SOURCE EXCERPT:
•••
I've run this on R3.6.3 and both ggtree versions 2.0.4 (from Bioconductor) and 2.3.0 (from Github).
I also usually get the following message, which I wouldn't be surprised it would be related, but it doesn't matter if I remove zeroes from my table, the rows removed barely change:
Warning messages:
1: Removed 53 rows containing missing values (position_stack).
2: Removed 82 rows containing missing values (geom_barh).
I've also tried to ordered the data on my table based on the order from p$data$label or the order of the leaves from the hclust output, but all the same.
Can anyone reproduce this? Is there anything obvious I'm missing?
Thank you in advance, Xabi
Since you used xlim. The range of x is 0 ~ 0.38 in your example, the x of geom_barh will be removed. To solve the problem, you should not use xlim. And you can use geom_blank to show the tiplabels. PS: you can use geom_bar of ggplot2 (new version) instead of geom_barh of ggstance by adding orientation="y".
library(ggtree)
library(tidyverse)
dist <- read.csv("dist.csv", header = TRUE, row.names = 1)
dist1 <- as.dist(dist)
hc <- hclust(dist1)
den <- as.dendrogram(hc)
######## geom_blank##############
p <- ggtree(den) + geom_blank(aes(x=0.42))
# load table with data for bar chart
mytable <- read.csv("mytable.csv", header = T, row.names = 1)
#put together
facet_plot(p, data = mytable, geom = geom_bar, panel = "Phylum", colour = "black",
mapping = aes(fill = as.factor(Phylum),x=Abundance), stat = "identity", orientation="y") +
geom_tiplab(size = 2)
•••
Dataset entries
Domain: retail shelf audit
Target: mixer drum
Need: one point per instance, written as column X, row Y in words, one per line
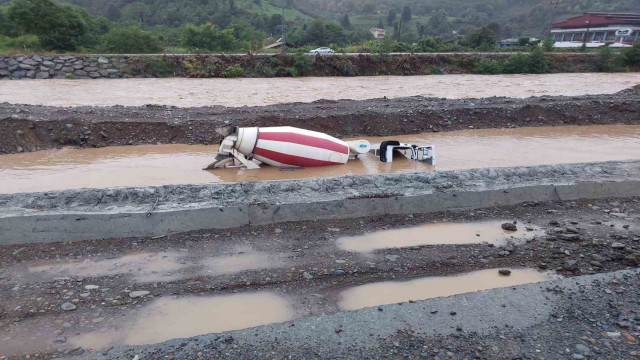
column 288, row 146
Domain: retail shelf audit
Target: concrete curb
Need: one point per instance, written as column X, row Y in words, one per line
column 92, row 226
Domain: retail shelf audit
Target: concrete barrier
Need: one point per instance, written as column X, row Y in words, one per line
column 23, row 229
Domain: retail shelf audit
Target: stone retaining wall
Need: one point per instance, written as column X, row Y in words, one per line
column 262, row 65
column 60, row 66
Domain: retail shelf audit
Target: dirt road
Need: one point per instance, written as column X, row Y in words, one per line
column 182, row 92
column 32, row 128
column 65, row 299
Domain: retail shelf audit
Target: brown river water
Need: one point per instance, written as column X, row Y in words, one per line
column 184, row 92
column 182, row 164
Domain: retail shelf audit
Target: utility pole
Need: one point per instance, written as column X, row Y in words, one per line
column 284, row 42
column 586, row 35
column 555, row 4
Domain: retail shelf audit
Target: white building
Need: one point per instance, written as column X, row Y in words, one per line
column 378, row 33
column 597, row 29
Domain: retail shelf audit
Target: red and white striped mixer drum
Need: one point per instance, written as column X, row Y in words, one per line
column 288, row 146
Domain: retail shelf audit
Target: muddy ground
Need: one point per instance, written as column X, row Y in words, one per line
column 578, row 238
column 32, row 128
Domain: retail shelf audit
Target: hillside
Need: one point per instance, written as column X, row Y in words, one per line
column 425, row 17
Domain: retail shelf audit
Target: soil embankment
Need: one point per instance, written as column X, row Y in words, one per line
column 32, row 128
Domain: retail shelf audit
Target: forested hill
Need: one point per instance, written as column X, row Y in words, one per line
column 428, row 17
column 431, row 17
column 134, row 26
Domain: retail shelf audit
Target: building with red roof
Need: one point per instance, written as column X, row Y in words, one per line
column 597, row 29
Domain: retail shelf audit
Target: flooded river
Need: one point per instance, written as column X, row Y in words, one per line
column 184, row 92
column 182, row 164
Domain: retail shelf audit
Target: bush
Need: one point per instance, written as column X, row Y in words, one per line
column 607, row 61
column 538, row 62
column 346, row 68
column 59, row 26
column 487, row 66
column 24, row 42
column 533, row 63
column 233, row 71
column 302, row 65
column 156, row 66
column 130, row 40
column 632, row 55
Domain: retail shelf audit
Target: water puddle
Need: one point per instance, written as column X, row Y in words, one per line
column 143, row 266
column 257, row 92
column 166, row 319
column 181, row 164
column 432, row 287
column 242, row 262
column 438, row 234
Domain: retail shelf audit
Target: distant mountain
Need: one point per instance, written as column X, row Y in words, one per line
column 419, row 17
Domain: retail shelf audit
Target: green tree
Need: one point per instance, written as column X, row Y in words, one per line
column 59, row 26
column 5, row 25
column 632, row 55
column 113, row 13
column 482, row 37
column 391, row 17
column 208, row 37
column 137, row 12
column 345, row 22
column 131, row 40
column 406, row 13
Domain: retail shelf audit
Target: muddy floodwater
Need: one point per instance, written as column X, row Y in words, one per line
column 391, row 292
column 255, row 92
column 438, row 234
column 168, row 318
column 182, row 164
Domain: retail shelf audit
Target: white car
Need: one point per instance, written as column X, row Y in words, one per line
column 321, row 51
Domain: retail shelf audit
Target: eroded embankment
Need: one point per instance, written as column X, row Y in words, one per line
column 31, row 128
column 156, row 165
column 157, row 211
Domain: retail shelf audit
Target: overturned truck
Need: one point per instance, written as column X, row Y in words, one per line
column 287, row 146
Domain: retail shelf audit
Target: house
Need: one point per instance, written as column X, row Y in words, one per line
column 507, row 43
column 378, row 33
column 597, row 29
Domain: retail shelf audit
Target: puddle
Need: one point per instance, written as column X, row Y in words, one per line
column 147, row 267
column 431, row 287
column 166, row 319
column 437, row 234
column 144, row 267
column 155, row 165
column 256, row 92
column 241, row 262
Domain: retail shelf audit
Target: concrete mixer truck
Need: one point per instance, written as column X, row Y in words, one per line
column 287, row 146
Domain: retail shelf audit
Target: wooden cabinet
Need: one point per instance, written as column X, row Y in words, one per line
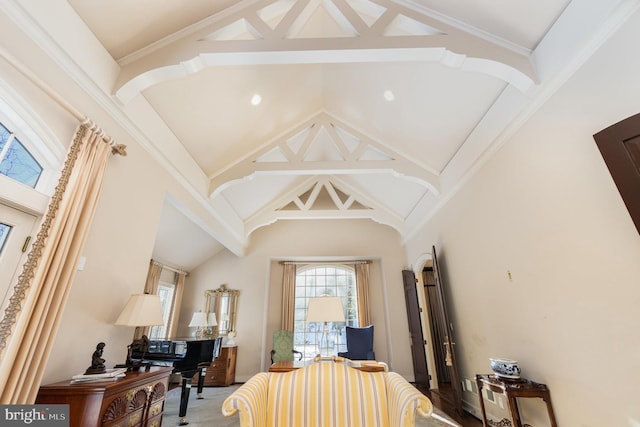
column 222, row 371
column 135, row 400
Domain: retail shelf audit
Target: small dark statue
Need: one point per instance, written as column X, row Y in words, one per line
column 97, row 362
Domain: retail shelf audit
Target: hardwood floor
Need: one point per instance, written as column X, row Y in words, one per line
column 441, row 398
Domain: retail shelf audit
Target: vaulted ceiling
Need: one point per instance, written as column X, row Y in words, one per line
column 376, row 109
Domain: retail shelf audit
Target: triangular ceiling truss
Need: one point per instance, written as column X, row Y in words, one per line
column 322, row 197
column 325, row 146
column 313, row 31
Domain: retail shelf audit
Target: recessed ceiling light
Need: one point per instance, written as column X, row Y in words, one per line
column 256, row 99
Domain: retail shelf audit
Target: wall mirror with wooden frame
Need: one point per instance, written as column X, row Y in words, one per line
column 224, row 303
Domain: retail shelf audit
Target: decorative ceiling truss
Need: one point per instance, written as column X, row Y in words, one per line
column 323, row 197
column 320, row 31
column 324, row 145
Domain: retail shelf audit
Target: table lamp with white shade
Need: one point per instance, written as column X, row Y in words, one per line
column 141, row 310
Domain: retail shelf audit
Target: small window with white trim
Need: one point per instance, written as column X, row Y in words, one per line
•••
TASKS AND EXERCISES:
a) In the ggtree thread, which argument makes ggplot2's geom_bar usable in place of geom_barh?
b) Rewrite everything from the start of the entries down to the line containing "column 92, row 226", with "retail shelf audit" changed to "store shelf audit" and nothing else altered. Leave the pictures out.
These entries are unrelated to the ggtree thread.

TASK RESPONSES:
a) orientation="y"

b)
Domain: store shelf audit
Target: mixer drum
Need: one point per instance, written as column X, row Y in words, one per line
column 288, row 146
Domain: store shelf audit
Target: concrete curb
Need: one point per instance, written as column X, row Y in words, one per line
column 92, row 226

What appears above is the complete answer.